Work required:
Convert the entries from the line with "Confirm that each instance of the white building" to the line with "[[68, 159], [225, 124], [175, 107], [199, 108]]" into a Markdown table with columns Row and Line, one line per row, skipping any blank lines.

Available data:
START

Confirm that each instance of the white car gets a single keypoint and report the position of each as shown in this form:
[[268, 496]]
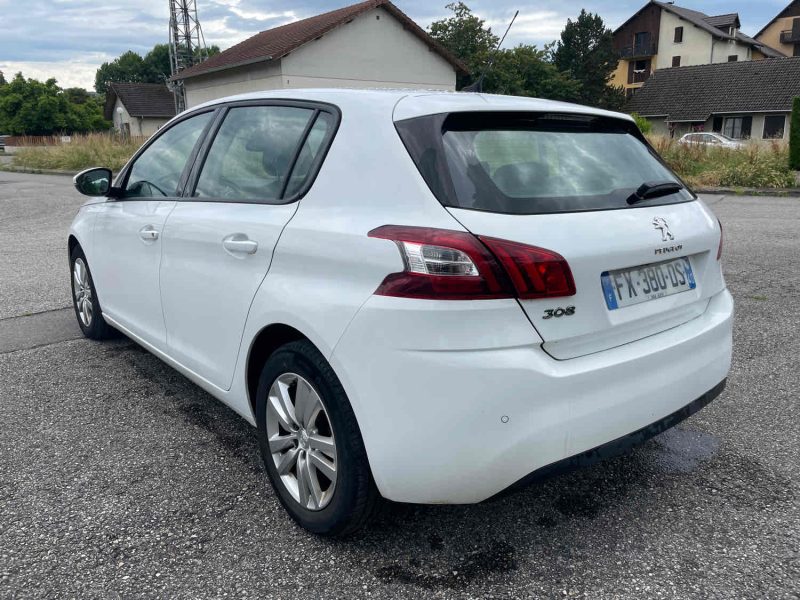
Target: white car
[[427, 297], [710, 139]]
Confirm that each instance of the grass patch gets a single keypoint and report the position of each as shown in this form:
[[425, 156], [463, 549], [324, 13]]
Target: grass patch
[[84, 151], [757, 164]]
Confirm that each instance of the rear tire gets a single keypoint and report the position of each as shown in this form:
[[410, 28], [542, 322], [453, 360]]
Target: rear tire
[[298, 376], [85, 300]]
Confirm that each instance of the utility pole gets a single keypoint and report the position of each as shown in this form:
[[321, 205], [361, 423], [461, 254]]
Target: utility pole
[[187, 46]]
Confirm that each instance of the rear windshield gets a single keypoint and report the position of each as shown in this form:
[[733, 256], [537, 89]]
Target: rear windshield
[[524, 163]]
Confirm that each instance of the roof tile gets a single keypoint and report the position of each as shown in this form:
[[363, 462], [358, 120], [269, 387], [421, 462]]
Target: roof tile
[[695, 93]]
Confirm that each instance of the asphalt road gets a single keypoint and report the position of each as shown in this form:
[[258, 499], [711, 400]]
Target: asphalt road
[[119, 478]]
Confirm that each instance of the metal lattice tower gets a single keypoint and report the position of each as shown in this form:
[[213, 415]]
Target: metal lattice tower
[[187, 46]]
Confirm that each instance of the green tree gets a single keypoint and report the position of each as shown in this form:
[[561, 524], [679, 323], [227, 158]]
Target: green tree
[[794, 136], [467, 37], [128, 68], [523, 71], [131, 67], [30, 107], [586, 52]]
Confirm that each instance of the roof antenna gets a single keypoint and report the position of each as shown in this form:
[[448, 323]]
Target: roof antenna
[[478, 85]]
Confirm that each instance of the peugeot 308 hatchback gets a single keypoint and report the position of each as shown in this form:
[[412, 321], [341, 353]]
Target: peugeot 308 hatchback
[[426, 297]]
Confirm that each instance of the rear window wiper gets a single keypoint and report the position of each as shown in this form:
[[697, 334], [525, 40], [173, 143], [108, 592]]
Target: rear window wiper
[[654, 189]]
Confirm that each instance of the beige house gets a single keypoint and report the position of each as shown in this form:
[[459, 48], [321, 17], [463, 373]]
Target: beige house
[[743, 100], [138, 109], [783, 32], [662, 35], [371, 44]]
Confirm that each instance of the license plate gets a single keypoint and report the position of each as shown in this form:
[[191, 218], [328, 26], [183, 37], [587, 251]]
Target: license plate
[[625, 287]]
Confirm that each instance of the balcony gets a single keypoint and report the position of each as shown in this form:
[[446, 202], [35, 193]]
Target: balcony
[[639, 51], [791, 36]]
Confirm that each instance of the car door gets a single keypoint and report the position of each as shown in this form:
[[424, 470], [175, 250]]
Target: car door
[[219, 239], [128, 228]]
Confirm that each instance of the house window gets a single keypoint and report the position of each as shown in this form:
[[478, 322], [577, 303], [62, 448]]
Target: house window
[[738, 128], [638, 71], [774, 127]]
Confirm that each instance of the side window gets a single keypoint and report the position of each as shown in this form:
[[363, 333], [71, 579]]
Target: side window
[[307, 158], [252, 153], [157, 171]]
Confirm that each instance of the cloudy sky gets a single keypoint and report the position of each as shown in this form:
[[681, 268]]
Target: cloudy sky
[[69, 39]]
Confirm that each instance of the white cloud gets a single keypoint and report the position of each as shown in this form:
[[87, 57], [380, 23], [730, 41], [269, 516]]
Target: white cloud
[[257, 15], [72, 73]]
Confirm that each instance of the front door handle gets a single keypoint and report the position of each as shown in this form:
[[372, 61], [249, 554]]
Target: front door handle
[[239, 243], [148, 233]]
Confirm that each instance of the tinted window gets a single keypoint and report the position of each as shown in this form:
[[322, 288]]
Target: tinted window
[[157, 171], [309, 153], [252, 153], [526, 164]]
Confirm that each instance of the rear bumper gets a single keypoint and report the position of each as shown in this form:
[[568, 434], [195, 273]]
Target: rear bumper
[[457, 401], [620, 445]]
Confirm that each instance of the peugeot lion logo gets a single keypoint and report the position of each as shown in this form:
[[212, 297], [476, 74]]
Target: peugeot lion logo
[[661, 224]]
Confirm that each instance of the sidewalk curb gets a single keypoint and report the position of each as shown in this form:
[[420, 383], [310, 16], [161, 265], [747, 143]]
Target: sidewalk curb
[[779, 192], [13, 169]]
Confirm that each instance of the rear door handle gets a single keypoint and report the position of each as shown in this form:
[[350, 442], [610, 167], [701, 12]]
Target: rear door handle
[[148, 233], [239, 243]]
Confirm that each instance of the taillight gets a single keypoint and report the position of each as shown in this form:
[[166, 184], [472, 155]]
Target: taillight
[[455, 265], [535, 272]]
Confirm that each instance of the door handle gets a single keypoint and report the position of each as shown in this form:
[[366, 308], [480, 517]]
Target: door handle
[[148, 233], [239, 243]]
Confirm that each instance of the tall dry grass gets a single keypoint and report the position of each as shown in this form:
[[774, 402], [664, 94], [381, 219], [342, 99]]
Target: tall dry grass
[[84, 151], [760, 164]]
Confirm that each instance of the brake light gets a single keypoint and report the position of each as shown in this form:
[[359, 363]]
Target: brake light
[[535, 272], [455, 265]]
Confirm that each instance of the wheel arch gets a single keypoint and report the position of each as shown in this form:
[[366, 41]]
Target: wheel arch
[[264, 344]]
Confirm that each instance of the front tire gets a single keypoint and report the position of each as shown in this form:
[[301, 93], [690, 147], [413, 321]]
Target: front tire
[[311, 444], [84, 299]]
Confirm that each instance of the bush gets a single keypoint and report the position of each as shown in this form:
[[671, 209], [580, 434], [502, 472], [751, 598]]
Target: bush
[[757, 164], [794, 137], [84, 151], [643, 124]]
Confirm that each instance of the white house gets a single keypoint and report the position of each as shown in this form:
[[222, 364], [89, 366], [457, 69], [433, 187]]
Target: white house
[[138, 109], [371, 44]]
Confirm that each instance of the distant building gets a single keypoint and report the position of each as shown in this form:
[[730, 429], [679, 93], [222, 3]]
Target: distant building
[[661, 35], [783, 32], [371, 44], [138, 109], [741, 100]]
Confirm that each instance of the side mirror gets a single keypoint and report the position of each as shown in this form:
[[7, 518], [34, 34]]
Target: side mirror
[[93, 182]]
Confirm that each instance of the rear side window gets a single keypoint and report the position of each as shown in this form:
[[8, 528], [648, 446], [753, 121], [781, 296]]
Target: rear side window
[[524, 163], [252, 153]]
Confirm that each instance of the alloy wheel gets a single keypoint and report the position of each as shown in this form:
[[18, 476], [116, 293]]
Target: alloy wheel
[[301, 441], [82, 290]]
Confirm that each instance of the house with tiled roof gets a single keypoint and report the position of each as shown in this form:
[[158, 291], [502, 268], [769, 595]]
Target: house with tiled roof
[[138, 109], [783, 32], [742, 100], [662, 35], [371, 44]]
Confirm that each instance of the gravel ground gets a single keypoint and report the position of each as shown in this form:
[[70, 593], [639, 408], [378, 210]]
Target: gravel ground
[[35, 213], [119, 478]]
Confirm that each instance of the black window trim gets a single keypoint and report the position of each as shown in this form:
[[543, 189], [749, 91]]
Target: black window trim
[[317, 107], [446, 194], [122, 177]]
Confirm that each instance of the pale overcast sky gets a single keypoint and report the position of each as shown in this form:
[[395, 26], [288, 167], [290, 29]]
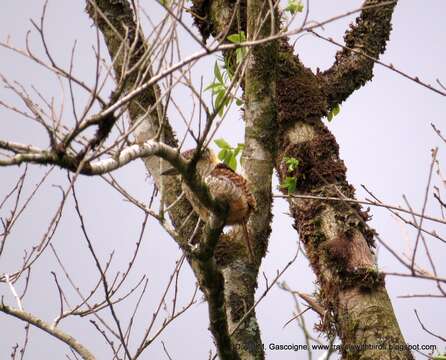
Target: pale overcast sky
[[385, 138]]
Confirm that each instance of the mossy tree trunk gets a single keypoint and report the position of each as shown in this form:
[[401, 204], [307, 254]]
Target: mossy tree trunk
[[285, 103]]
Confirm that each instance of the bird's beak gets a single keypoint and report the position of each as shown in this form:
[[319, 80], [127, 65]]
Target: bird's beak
[[170, 172]]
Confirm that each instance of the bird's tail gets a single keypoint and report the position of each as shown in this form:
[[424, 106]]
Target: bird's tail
[[248, 242]]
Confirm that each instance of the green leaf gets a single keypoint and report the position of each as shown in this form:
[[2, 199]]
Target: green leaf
[[222, 144], [222, 154], [216, 88], [292, 163], [237, 38], [217, 73], [290, 183], [294, 6], [232, 163]]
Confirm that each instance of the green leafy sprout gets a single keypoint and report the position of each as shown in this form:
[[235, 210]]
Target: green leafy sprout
[[290, 182], [223, 74], [228, 154], [333, 112], [294, 6]]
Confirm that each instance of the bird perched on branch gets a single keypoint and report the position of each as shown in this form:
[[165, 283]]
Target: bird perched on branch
[[225, 185]]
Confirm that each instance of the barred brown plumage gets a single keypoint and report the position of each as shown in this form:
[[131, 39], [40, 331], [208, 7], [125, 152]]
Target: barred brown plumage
[[226, 185]]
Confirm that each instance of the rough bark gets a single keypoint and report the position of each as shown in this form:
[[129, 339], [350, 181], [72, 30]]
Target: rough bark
[[116, 21], [336, 237]]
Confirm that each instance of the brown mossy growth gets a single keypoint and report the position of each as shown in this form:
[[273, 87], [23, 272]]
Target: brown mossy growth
[[200, 11], [308, 225], [236, 306], [338, 250], [228, 250], [319, 163], [299, 94], [376, 36], [366, 279]]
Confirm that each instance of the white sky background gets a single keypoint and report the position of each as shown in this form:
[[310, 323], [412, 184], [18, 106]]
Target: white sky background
[[385, 139]]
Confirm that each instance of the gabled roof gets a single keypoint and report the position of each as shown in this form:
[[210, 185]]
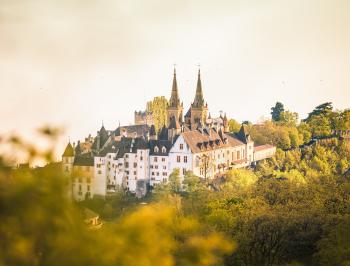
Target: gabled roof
[[152, 131], [209, 139], [69, 151], [131, 145], [188, 114], [86, 159], [174, 123], [112, 147], [160, 144], [140, 130], [163, 135], [243, 134], [263, 147]]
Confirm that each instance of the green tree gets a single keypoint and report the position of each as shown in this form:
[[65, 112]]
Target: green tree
[[276, 111], [288, 118], [321, 110]]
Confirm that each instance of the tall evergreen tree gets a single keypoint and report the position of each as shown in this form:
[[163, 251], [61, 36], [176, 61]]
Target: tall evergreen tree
[[276, 111]]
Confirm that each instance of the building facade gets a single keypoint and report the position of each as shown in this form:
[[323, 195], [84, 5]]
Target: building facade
[[136, 157]]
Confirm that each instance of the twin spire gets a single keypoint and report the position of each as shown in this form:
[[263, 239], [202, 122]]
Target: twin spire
[[174, 99], [198, 99]]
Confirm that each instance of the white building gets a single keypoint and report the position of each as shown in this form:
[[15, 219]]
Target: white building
[[134, 157]]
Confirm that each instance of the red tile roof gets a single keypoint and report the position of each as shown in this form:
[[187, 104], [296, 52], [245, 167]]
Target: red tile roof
[[200, 141], [263, 147]]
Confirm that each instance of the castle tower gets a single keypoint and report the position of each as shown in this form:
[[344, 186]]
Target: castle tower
[[68, 159], [225, 124], [175, 107], [199, 108]]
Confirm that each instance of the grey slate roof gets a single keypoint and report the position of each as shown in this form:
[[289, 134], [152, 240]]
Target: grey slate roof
[[69, 151], [243, 134], [140, 130], [160, 144], [86, 159]]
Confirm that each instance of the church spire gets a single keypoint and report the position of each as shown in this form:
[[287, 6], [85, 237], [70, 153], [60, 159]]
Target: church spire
[[174, 99], [199, 99]]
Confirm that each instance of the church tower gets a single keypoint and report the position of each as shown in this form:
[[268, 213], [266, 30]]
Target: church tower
[[175, 107], [199, 109]]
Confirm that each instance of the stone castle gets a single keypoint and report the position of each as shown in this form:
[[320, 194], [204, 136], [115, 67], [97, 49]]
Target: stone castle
[[136, 158]]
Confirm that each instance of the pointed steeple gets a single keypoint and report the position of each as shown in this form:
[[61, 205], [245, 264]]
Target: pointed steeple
[[69, 151], [198, 99], [174, 99]]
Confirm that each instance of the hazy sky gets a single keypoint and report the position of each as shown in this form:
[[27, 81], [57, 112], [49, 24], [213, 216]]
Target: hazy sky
[[76, 63]]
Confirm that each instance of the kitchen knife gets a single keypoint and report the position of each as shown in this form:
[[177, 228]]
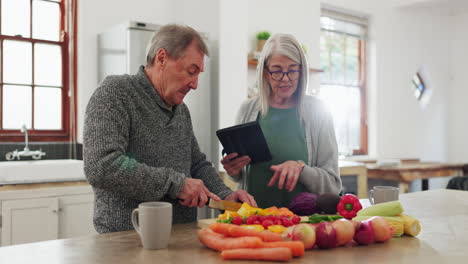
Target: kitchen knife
[[224, 205]]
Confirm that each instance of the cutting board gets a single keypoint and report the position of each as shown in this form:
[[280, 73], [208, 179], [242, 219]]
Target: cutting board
[[207, 222]]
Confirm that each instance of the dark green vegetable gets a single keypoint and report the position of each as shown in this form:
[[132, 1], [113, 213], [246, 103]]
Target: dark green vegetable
[[316, 218], [326, 203]]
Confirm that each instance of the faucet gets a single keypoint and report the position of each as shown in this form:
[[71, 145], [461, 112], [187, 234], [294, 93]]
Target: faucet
[[37, 154]]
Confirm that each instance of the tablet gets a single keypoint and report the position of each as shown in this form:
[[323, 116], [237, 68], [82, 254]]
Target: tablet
[[245, 139]]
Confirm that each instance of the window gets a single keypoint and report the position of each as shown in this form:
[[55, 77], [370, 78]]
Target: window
[[37, 69], [342, 87], [418, 86]]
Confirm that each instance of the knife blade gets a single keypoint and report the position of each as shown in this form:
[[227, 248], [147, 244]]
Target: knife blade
[[224, 205]]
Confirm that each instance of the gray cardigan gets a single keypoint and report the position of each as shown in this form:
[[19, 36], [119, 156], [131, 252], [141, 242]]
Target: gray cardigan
[[321, 173], [135, 152]]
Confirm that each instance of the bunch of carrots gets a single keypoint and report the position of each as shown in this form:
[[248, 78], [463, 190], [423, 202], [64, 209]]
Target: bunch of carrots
[[235, 242]]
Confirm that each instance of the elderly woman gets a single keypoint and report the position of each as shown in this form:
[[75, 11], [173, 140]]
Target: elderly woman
[[297, 127]]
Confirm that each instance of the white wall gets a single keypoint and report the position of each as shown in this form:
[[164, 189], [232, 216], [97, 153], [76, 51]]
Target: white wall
[[401, 41], [458, 92]]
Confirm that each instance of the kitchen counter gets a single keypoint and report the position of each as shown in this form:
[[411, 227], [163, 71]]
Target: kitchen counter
[[443, 215], [30, 186]]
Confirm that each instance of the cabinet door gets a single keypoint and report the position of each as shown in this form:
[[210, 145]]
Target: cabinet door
[[76, 215], [29, 220]]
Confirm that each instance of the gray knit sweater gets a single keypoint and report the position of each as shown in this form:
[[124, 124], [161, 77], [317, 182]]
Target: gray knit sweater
[[136, 150]]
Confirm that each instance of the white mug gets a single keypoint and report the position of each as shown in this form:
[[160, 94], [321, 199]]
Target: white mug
[[382, 194], [153, 222]]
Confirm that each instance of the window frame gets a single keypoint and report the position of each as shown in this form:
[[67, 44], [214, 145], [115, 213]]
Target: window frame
[[68, 44], [362, 85]]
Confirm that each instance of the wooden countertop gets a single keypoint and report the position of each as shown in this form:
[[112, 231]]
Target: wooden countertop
[[443, 215]]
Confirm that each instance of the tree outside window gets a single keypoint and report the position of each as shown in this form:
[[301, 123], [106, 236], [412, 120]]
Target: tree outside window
[[342, 57], [36, 69]]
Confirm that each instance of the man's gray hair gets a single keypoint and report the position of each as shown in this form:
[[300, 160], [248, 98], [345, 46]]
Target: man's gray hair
[[174, 39], [287, 45]]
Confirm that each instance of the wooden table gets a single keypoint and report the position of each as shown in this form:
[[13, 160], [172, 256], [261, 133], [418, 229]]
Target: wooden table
[[350, 168], [444, 238], [404, 173]]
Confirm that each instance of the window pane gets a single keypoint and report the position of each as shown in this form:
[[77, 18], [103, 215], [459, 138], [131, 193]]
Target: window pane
[[324, 57], [16, 106], [47, 108], [46, 20], [344, 103], [352, 61], [15, 17], [337, 58], [17, 62], [47, 65]]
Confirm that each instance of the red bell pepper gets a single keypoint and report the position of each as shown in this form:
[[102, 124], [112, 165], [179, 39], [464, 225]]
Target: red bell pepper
[[348, 206]]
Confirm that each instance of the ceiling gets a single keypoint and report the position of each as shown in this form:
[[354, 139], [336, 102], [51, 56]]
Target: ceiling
[[448, 7]]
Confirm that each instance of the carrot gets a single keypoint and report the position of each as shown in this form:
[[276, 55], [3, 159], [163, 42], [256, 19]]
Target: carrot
[[238, 231], [296, 247], [271, 254], [219, 242]]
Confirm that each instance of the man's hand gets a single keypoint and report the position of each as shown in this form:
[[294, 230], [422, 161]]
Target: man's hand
[[241, 196], [233, 165], [195, 193], [286, 173]]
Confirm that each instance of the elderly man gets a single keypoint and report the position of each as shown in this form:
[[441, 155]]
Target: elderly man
[[139, 143]]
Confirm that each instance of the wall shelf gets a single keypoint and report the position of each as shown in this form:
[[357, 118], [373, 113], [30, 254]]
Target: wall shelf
[[253, 63]]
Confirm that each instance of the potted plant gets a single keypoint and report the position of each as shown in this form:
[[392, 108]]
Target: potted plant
[[262, 37]]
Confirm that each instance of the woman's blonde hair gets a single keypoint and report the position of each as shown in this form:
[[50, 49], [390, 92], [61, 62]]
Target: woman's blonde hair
[[286, 45]]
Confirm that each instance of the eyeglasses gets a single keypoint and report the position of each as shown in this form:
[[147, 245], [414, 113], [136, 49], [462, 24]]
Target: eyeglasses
[[279, 75]]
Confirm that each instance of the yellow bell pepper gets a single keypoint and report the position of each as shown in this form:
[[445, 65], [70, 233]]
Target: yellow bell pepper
[[246, 210], [254, 227], [227, 214], [277, 228]]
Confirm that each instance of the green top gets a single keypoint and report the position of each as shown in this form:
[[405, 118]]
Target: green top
[[286, 140]]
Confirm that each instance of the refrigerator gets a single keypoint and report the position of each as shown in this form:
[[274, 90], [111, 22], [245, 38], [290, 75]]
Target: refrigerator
[[122, 49]]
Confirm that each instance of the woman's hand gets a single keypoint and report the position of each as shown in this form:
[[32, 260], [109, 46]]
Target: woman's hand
[[286, 173], [233, 165], [241, 196]]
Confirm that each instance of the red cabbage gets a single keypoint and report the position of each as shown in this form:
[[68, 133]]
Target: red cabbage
[[304, 204]]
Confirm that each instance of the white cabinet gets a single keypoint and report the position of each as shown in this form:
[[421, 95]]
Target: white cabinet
[[29, 220], [45, 214], [75, 215]]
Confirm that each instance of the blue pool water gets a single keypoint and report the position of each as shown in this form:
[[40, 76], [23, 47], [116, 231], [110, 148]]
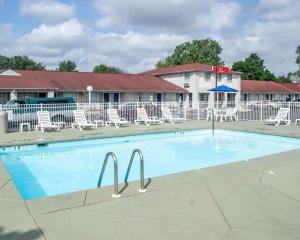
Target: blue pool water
[[72, 166]]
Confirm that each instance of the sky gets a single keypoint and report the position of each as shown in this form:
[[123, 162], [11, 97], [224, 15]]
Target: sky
[[134, 34]]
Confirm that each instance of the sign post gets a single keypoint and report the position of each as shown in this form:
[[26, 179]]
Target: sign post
[[217, 70]]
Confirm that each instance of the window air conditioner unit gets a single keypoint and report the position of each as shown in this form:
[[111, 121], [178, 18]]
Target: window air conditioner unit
[[186, 85]]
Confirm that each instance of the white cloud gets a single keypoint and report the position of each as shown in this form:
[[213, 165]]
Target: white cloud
[[139, 33], [279, 9], [273, 34], [72, 40], [48, 11], [175, 16]]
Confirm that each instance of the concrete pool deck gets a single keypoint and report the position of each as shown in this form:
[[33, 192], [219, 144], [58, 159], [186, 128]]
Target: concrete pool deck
[[257, 199]]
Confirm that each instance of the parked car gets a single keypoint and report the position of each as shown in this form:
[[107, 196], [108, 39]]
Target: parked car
[[20, 110]]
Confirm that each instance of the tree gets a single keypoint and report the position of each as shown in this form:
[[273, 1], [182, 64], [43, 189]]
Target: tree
[[204, 51], [253, 68], [102, 68], [67, 66], [20, 63]]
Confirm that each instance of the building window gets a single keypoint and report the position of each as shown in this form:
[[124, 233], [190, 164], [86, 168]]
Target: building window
[[229, 77], [207, 77], [203, 97], [4, 97], [187, 77], [230, 97]]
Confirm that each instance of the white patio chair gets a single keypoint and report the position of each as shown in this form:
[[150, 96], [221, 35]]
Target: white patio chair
[[114, 119], [80, 120], [281, 117], [142, 117], [168, 117], [217, 113], [44, 121], [231, 114]]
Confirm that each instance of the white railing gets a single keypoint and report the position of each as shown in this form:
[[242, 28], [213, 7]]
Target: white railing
[[249, 110], [95, 111]]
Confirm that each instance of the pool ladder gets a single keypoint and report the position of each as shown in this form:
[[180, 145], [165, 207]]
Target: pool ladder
[[116, 193]]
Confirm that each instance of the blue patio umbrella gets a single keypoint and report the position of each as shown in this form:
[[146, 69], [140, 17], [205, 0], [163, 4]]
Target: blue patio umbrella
[[221, 88]]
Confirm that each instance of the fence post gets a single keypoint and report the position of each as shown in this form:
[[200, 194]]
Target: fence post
[[261, 111], [289, 114], [185, 109]]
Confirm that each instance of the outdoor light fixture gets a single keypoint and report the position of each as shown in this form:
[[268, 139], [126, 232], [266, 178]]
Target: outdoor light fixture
[[89, 89]]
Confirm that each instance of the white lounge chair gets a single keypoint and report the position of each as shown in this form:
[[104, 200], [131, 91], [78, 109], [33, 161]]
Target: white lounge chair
[[114, 119], [219, 114], [142, 117], [281, 117], [168, 117], [44, 121], [80, 120], [231, 114]]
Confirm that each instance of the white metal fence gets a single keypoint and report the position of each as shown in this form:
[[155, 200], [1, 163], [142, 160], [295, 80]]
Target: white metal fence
[[251, 111]]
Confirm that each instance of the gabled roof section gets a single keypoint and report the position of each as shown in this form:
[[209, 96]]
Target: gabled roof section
[[295, 87], [9, 72], [78, 81], [259, 86], [181, 68]]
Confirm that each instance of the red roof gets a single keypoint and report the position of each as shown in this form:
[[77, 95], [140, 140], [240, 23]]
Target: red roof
[[180, 68], [258, 86], [78, 81], [295, 87]]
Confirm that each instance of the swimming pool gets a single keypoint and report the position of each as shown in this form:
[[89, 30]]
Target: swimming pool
[[41, 171]]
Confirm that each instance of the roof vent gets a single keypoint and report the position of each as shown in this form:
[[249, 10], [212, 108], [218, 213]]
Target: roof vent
[[10, 72]]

END

Output of the exercise:
| Row | Line |
|---|---|
| 1 | Confirm that each instance of the white building gets a single keypoint and report the position of each as shown in this form: |
| 2 | [[15, 219]] |
| 3 | Target: white building |
| 4 | [[134, 157]] |
| 5 | Confirm that each instance of the red tile roof gets a single keypoint and report the position of each as shown in this form: |
| 6 | [[187, 104], [296, 52], [245, 167]] |
| 7 | Target: red tile roof |
| 8 | [[200, 141], [263, 147]] |
| 9 | Confirm that each instance of the castle tower gets a single keypoint and report the position of each as shown in this form: |
| 10 | [[344, 186]] |
| 11 | Target: castle tower |
| 12 | [[68, 159], [225, 124], [175, 107], [199, 108]] |